### Prompt
Would it be possible to quote, exactly and in full, the lines from the one with "Target: black cleat with white sole" through the end of the entries below?

Raw records:
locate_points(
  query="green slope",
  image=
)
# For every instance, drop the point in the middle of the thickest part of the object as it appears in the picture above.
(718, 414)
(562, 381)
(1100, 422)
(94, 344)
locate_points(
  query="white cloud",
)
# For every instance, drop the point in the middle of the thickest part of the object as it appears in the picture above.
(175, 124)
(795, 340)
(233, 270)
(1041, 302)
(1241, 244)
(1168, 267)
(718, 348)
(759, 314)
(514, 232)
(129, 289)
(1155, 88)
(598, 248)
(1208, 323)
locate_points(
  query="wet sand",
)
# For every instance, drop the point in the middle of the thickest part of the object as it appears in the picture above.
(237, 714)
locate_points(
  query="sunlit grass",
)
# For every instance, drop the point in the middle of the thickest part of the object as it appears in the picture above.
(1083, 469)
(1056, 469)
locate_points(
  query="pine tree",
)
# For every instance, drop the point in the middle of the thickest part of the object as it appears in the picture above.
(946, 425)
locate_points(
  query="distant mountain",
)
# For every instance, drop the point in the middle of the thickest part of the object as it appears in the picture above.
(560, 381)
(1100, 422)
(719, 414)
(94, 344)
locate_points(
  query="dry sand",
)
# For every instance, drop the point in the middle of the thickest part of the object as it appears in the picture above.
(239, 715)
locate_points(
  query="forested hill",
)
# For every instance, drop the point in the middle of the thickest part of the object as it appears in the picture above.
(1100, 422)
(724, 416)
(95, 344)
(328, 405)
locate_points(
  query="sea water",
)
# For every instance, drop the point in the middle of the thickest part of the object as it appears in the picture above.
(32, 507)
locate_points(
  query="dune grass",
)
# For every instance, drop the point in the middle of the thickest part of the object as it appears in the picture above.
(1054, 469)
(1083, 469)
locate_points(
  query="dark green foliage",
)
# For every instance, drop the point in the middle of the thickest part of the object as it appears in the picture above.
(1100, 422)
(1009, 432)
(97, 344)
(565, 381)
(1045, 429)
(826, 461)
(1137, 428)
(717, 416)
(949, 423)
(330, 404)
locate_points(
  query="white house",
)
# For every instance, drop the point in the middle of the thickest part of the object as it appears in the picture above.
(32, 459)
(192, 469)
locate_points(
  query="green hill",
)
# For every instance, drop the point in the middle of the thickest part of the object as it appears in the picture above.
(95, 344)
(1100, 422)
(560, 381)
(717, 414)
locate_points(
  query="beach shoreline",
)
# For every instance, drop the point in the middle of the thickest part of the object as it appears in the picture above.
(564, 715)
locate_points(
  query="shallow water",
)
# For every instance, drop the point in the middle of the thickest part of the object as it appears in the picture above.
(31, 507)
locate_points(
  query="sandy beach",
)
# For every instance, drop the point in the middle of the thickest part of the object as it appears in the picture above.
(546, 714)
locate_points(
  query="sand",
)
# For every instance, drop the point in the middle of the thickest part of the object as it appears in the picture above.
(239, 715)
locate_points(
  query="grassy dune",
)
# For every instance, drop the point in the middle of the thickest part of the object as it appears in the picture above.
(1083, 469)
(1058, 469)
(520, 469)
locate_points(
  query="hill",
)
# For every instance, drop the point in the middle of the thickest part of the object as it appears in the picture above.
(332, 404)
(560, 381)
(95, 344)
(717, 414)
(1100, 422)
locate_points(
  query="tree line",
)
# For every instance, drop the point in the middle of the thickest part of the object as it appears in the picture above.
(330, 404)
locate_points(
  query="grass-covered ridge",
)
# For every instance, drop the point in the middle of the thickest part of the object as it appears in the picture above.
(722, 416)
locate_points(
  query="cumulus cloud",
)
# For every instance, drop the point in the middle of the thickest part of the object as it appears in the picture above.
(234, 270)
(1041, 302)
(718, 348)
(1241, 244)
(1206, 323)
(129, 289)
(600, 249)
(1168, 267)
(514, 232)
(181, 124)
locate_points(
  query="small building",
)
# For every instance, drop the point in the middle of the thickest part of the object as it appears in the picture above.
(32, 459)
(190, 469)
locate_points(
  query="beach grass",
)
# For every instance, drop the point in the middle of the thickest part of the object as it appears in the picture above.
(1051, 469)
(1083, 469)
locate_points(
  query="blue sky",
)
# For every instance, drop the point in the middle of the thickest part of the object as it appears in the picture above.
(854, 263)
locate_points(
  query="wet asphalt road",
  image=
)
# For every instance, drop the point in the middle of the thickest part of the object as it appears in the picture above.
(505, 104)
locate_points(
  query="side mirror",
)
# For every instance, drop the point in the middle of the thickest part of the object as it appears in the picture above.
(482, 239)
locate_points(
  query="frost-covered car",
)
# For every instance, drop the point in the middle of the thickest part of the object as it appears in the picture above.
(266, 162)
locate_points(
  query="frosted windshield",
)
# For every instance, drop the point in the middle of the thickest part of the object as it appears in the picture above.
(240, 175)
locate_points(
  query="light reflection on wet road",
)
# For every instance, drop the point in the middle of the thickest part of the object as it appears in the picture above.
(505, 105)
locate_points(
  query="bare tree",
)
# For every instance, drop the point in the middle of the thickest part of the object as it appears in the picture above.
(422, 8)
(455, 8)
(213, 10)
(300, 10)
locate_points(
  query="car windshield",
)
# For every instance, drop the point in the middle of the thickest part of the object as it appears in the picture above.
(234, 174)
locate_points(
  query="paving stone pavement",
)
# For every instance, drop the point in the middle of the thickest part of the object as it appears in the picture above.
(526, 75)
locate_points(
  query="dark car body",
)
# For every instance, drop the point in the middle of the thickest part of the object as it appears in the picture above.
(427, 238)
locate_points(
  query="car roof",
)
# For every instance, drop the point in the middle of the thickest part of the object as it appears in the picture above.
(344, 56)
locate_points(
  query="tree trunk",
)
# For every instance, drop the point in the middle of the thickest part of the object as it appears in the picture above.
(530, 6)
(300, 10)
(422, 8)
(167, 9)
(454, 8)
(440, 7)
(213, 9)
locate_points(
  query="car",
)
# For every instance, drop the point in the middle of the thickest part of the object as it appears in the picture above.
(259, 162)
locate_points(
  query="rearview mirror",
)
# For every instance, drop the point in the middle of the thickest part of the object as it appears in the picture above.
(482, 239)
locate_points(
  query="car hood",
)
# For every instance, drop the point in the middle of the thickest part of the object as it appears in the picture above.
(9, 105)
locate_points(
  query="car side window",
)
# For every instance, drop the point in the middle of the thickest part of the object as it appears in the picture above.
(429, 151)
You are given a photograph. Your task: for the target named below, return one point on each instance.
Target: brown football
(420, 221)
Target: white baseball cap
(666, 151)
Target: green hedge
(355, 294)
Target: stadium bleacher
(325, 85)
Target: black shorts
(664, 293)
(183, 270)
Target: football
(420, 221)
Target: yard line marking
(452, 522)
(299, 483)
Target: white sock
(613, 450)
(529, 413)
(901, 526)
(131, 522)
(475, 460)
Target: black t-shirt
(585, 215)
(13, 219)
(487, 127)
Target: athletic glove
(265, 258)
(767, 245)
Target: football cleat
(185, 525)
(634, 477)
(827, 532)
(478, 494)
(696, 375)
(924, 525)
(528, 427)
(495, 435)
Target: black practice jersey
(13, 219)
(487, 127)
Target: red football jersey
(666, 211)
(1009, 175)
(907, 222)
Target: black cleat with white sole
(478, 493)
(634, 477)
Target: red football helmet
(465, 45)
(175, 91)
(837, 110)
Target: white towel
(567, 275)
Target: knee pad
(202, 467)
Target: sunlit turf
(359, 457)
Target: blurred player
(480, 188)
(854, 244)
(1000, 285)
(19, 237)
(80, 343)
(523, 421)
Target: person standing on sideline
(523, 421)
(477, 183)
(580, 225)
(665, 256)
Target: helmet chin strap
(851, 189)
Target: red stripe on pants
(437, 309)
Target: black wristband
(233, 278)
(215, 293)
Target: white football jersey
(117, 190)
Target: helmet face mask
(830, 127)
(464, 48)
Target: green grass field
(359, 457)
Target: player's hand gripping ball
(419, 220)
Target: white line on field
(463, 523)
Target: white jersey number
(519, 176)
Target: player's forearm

### Exercise output
Target: black cleat with white sole
(478, 493)
(634, 477)
Target: red football helmet
(465, 45)
(175, 91)
(837, 110)
Target: white towel
(567, 275)
Target: knee pad
(202, 467)
Target: sunlit turf
(359, 457)
Target: blurred player
(480, 188)
(854, 244)
(1000, 285)
(19, 237)
(80, 343)
(523, 421)
Target: person standing on sideline
(523, 421)
(477, 183)
(580, 225)
(665, 256)
Target: helmet chin strap
(851, 189)
Target: red stripe on pants
(437, 309)
Target: black wristband
(233, 278)
(215, 293)
Target: white football jersey
(117, 190)
Target: helmet face mask
(830, 127)
(464, 48)
Target: green grass field
(359, 457)
Target: player's hand gripping ball
(419, 220)
Target: white line on field
(463, 523)
Target: white jersey number
(519, 176)
Target: player's forearm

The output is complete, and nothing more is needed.